[Recorded data]
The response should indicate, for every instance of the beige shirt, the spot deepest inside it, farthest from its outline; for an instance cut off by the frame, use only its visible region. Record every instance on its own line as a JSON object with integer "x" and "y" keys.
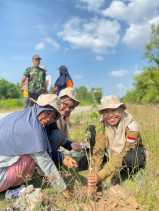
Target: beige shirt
{"x": 62, "y": 124}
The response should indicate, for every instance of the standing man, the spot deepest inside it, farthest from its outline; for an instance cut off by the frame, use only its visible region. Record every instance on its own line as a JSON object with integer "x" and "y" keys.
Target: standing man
{"x": 33, "y": 83}
{"x": 58, "y": 133}
{"x": 63, "y": 81}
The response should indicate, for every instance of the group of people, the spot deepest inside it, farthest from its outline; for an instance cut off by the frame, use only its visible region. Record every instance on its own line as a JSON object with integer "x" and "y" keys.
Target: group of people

> **Try it**
Which lines of the data hold the string "response"? Return each of them.

> **Reply**
The response should indicate, for every instance of the beige shirt, the spot deepest inside it, farthest from its outline; for an instance cut off by the frame, use only its visible region. Record every instance on its own line as a JSON object with integer "x" and "y" keys.
The response should indicate, for every instance of the standing man, the spot deepest inside it, farthest from its outline; for an instance cut off by the frame, use only its visible region. Record every instance on its own line as a JSON object with integer "x" and "y" keys.
The response should indicate, for every instance of the group of people, the spot deepest inside it, farthest from its outline; for an instance cut off by the frame, use only its visible region. Record every instance on its own line as a JSON object with integer "x" and "y" keys.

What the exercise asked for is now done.